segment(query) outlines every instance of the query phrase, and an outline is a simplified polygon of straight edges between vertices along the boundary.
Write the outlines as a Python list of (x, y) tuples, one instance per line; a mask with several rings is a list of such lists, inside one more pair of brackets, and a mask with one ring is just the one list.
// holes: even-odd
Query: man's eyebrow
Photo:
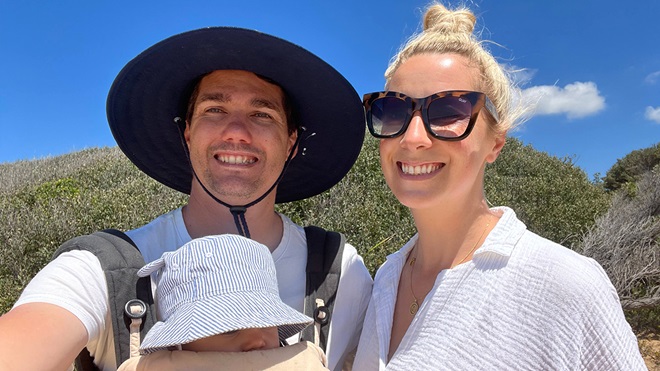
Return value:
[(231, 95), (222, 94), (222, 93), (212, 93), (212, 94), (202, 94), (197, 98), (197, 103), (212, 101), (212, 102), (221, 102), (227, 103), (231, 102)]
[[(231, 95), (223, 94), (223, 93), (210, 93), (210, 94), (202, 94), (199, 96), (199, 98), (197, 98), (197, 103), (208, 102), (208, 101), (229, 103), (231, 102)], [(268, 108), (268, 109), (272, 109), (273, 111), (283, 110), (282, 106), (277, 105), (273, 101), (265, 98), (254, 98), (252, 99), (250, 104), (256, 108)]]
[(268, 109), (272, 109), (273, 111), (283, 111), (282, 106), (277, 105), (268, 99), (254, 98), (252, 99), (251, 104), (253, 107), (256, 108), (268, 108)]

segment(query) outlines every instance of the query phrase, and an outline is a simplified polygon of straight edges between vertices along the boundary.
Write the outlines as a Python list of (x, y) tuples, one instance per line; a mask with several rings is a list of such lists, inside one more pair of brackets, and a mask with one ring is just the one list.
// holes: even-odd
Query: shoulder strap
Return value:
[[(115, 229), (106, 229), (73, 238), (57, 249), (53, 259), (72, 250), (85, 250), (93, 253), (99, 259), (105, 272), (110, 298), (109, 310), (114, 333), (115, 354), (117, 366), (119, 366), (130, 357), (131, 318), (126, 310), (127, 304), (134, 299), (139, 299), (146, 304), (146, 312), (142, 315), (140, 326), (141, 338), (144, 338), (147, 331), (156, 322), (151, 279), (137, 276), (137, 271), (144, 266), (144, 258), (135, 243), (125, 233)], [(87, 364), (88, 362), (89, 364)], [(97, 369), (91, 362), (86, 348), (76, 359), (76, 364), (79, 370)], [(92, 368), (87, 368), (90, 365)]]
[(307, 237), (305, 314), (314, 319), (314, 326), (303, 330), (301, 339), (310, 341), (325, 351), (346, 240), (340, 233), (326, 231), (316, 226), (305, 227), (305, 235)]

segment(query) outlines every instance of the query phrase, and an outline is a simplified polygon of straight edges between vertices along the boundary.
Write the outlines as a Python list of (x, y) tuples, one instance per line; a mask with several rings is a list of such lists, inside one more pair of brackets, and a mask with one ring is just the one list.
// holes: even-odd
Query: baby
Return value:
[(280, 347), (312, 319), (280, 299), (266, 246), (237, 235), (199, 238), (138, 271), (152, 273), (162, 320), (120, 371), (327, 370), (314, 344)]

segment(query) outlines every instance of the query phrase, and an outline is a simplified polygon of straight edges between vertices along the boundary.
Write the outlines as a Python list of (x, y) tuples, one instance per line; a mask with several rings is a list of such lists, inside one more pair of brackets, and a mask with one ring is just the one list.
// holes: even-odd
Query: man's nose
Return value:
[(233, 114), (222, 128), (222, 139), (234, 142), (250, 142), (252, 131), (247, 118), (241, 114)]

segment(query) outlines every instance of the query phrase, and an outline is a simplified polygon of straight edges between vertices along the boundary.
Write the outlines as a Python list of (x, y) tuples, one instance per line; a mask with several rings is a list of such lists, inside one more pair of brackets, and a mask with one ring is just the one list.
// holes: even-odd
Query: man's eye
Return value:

#### Work to complete
The whole listing above, line by line, needs to be copied exactly, except for any images.

#### Answer to this exercise
segment(query) outlines every instance of the query phrase, and an outline is a simplified polygon of straight edges between vertices along the boundary.
Write the outlines as a Python list of (x, y) tuples, one instance per line; a mask with several rings is a list of such lists, inside one more pair of brackets, and a mask with one ring is just the one list.
// holes: even-odd
Query: man's eyebrow
Photo:
Return value:
[(231, 95), (222, 94), (222, 93), (212, 93), (212, 94), (202, 94), (197, 98), (197, 103), (212, 101), (212, 102), (221, 102), (227, 103), (231, 102)]
[[(231, 95), (223, 94), (223, 93), (210, 93), (210, 94), (202, 94), (199, 96), (199, 98), (197, 98), (197, 103), (208, 102), (208, 101), (229, 103), (231, 102)], [(268, 108), (268, 109), (272, 109), (273, 111), (283, 110), (282, 106), (277, 105), (273, 101), (265, 98), (254, 98), (252, 99), (250, 104), (256, 108)]]
[(268, 109), (272, 109), (273, 111), (283, 111), (282, 106), (277, 105), (268, 99), (254, 98), (252, 99), (251, 104), (253, 107), (256, 108), (268, 108)]

segment(query) outlines every instance of the query phrase, and an outline is a simplified polygon of straight edges between vertices along the boundary.
Write the outlines as a Python list of (x, y) tuples, one instance per line; a mask with several rings is a list of such lists, inside one more pair of brackets, and a mask with one ring is just the one list.
// holes: even-odd
Query: shoulder strap
Return value:
[[(115, 229), (106, 229), (73, 238), (57, 249), (53, 259), (72, 250), (85, 250), (93, 253), (99, 259), (105, 272), (110, 298), (109, 310), (114, 333), (115, 354), (117, 366), (119, 366), (130, 357), (131, 318), (126, 310), (127, 304), (134, 299), (139, 299), (146, 304), (146, 312), (142, 315), (140, 326), (141, 338), (144, 338), (147, 331), (156, 322), (151, 279), (137, 276), (137, 271), (144, 266), (144, 258), (135, 243), (125, 233)], [(87, 364), (88, 362), (89, 364)], [(97, 369), (91, 362), (86, 348), (76, 359), (76, 364), (79, 370)], [(92, 368), (87, 368), (90, 365)]]
[(307, 237), (305, 314), (314, 319), (314, 326), (303, 330), (301, 339), (310, 341), (325, 351), (346, 240), (340, 233), (326, 231), (316, 226), (305, 227), (305, 235)]

segment(query) outlines every instance of the query phrase, and an outline is a simplified polygon of straight edges between vertices along the boundary.
Write the outlines as a Python list of (x, y) tuples, one instance per line; a mask with several rings is a list of such lists, inside one more pair of brackets, and a mask with one ring is just the one list.
// holes: even-odd
Query: baby
Return value:
[(280, 347), (312, 319), (280, 299), (266, 246), (237, 235), (199, 238), (138, 271), (152, 273), (162, 320), (120, 371), (327, 370), (314, 344)]

segment(query) outlines every instance of the query phrase, and an outline is a simplified polygon of straight edges between vertices along the boundary.
Write the outlines as a Python list of (x, y) tuples, one instance per line; a mask with several rings is a list of such lists, inside one more pair of brackets, and a mask with one ring is just the one list.
// holes: even-odd
Query: man's nose
Return value:
[(233, 114), (222, 128), (222, 139), (234, 142), (250, 142), (252, 131), (247, 118), (241, 114)]

segment(query) outlines every instance of the query phrase, and an outline is a simplified polygon of straight edges between vertices along the boundary.
Write the outlines as a Python list of (x, y) tuples, one instance per line; a mask with several rings is a list of such lists, inside one more pair of brackets, and a mask with one ring is just the one list.
// holes: even-odd
Query: man's eye
Return value:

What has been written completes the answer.